* _Kutipan yang Diberikan_
::::
SoftBank Group Corp batal berinvestasi pada proyek Ibu Kota baru Indonesia di Kalimantan. Perusahaan asal Jepang ini sebelumnya disebut menawarkan investasi mencapai US$ 40 miliar atau setara Rp 572 triliun (asumsi kurs Rp 14.300 per dolar AS) untuk membangun Nusantara.
“SoftBank melewatkan proyek tersebut, tetapi akan terus berinvestasi di Indonesia melalui perusahaan portofolio Vision Fund,” kata Juru Bicara Softbank kepada Reuters, Jumat (11/3).
Menteri Koordinator Investasi dan Kemaritiman Luhut Binsar Pandjaitan juga telah menkonfirmasi kabar mundurnya rencana investasi Pendiri Softbank Masayoshi Son tersebut. Namun, Luhut tidak menjelaskan, mengapa pembicaraan investasi di proyek Ibu Kota Negara berakhir. “
"Tidak ada lagi cerita tentang Masayoshi, dia sudah keluar," ujar Menteri Koordinator Investasi dan Kemaritiman Luhut Panjaitan dalam wawancara kepada Bloomberg, pekan ini.
Luhut pada Januari 2020 mengatakan SoftBank telah menawarkan investasi hingga US$40 miliar untuk proyek tersebut. Namun, SoftBank mengatakan pada saat itu tidak ada angka yang ditawarkan.
Ini bukan pertama kalinya Masayoshi mundur dari proyek berbiaya mahal yang dipimpin pemerintah. SoftBank dan Arab Saudi menandatangani nota kesepahaman pada 2018 untuk pengembangan tenaga surya senilai $200 miliar, jauh lebih besar daripada proyek Ibu Kota Negara, yang akhirnya terhenti.
Pemerintah saat ini tengah membangun Ibu Kota baru di tanah sekitar 1.400 kilometer (870 mil) yang ada di Kalimantan Timur, menggantikan Jakarta. Luhut mengatakan, pemerintah telah menerima komitmen sekitar US$20 miliar dari Abu Dhabi untuk membantu mendanai pengembangan infrastruktur awal dan berencana untuk menawarkan lebih banyak proyek kepada investor lain dalam waktu dekat.
Investor luar negeri, termasuk dari Arab Saudi dan satu dari Abu Dhabi yang bermitra dengan dana Cina, telah menyatakan minatnya. Luhut mengatakan, mereka akan berinvestasi melalui Otoritas Investasi Indonesia, dana kekayaan negara yang dikenal sebagai INA.
::::
* _Data untuk Analisis_
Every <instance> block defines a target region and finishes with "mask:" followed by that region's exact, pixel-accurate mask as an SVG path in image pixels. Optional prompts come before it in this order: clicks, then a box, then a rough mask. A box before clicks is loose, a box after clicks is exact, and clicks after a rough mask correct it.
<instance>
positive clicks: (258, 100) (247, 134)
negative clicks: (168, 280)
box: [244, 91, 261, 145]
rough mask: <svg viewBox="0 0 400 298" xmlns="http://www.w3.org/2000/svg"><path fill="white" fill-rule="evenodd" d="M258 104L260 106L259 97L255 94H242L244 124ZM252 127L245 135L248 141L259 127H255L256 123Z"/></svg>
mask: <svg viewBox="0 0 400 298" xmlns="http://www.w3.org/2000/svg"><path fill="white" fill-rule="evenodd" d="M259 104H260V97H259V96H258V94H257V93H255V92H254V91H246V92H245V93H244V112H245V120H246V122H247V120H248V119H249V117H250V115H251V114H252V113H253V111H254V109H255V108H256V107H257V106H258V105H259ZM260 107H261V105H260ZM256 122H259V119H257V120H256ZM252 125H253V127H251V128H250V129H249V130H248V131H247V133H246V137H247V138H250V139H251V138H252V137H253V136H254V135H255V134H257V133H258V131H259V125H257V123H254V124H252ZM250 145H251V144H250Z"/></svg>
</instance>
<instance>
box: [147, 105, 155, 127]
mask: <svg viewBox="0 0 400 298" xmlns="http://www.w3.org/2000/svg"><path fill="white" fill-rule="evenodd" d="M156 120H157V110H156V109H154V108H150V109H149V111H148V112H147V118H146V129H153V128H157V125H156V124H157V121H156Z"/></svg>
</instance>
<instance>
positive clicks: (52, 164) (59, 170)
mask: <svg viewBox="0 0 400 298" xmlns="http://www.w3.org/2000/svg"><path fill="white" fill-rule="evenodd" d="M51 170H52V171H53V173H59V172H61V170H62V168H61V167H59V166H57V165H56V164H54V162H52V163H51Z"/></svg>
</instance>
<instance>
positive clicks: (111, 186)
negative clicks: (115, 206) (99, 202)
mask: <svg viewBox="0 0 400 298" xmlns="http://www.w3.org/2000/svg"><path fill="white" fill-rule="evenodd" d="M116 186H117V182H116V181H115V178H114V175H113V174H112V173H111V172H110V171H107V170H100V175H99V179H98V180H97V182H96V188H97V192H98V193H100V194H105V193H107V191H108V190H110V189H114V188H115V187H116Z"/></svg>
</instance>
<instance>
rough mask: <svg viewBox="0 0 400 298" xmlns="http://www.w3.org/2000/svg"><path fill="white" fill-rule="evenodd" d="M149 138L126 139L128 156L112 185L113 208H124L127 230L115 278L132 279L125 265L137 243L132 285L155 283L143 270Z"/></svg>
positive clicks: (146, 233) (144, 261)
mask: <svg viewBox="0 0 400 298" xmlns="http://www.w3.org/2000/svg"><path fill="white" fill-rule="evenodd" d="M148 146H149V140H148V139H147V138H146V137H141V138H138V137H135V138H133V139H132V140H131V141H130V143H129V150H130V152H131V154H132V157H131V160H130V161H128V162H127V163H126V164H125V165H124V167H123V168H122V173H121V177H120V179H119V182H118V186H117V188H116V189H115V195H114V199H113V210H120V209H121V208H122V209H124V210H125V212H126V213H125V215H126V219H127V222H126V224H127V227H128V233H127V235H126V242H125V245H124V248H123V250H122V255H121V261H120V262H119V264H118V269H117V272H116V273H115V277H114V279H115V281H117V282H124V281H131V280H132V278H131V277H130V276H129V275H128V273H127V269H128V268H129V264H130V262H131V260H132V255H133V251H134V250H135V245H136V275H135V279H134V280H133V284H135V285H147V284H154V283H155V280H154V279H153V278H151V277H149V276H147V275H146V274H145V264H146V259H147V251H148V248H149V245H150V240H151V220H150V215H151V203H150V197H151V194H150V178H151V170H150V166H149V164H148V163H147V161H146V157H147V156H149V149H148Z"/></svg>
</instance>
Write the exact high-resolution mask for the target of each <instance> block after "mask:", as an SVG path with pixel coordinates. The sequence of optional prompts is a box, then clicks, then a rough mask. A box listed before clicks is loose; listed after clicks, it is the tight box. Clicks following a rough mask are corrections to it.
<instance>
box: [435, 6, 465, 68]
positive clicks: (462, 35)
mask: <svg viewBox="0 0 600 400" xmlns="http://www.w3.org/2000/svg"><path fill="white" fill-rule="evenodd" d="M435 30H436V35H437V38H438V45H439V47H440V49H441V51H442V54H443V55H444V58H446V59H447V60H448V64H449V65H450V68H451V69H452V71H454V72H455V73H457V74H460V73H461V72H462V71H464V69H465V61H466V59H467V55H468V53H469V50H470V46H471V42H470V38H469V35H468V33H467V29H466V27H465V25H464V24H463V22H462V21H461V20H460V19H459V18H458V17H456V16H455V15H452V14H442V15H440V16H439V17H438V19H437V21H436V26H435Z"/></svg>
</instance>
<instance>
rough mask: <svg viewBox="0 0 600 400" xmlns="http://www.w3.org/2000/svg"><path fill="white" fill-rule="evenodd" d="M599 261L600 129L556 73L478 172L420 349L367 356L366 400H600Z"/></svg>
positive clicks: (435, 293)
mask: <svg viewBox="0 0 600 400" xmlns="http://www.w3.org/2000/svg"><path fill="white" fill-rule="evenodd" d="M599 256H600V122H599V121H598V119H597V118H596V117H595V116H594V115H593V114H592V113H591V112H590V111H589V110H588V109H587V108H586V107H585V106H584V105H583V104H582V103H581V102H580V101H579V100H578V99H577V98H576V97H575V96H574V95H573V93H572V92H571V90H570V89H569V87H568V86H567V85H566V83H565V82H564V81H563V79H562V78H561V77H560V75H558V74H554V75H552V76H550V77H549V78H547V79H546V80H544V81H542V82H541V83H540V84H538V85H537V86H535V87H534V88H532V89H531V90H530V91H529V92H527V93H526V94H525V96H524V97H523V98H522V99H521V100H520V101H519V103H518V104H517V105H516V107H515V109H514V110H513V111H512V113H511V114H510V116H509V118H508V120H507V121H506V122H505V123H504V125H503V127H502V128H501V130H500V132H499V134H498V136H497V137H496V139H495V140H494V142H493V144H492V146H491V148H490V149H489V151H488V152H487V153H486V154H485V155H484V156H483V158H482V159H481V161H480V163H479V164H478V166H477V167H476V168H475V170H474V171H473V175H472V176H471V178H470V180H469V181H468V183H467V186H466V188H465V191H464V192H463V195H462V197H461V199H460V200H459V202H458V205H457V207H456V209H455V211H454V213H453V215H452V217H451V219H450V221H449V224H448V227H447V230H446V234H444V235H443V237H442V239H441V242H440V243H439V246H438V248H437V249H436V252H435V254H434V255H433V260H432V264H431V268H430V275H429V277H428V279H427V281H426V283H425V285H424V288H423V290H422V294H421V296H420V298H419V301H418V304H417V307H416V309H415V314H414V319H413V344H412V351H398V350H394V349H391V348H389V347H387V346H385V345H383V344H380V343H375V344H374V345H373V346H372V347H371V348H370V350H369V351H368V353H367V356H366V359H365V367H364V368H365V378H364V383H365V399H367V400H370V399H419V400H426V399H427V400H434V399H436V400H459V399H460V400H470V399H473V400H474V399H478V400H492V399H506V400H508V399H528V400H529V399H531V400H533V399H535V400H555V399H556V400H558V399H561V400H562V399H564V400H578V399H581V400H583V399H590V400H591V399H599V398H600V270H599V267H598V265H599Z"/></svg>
::::
* _Masalah yang Dipecahkan_
Ringkas kutipan tentang mundurnya SoftBank dari proyek Ibu Kota baru dalam dua kalimat. Gunakan kutipan itu saja sebagai sumber.

* _Jawaban Tugas Ini_
SoftBank Group Corp batal berinvestasi pada proyek Ibu Kota baru Indonesia di Kalimantan, yang sebelumnya disebut akan didanainya hingga US$40 miliar, tetapi perusahaan itu tetap akan berinvestasi di Indonesia melalui perusahaan portofolio Vision Fund. Luhut Binsar Pandjaitan membenarkan mundurnya rencana itu tanpa menjelaskan alasannya dan mengatakan pemerintah telah menerima komitmen sekitar US$20 miliar dari Abu Dhabi, sementara investor luar negeri lain juga telah menyatakan minatnya.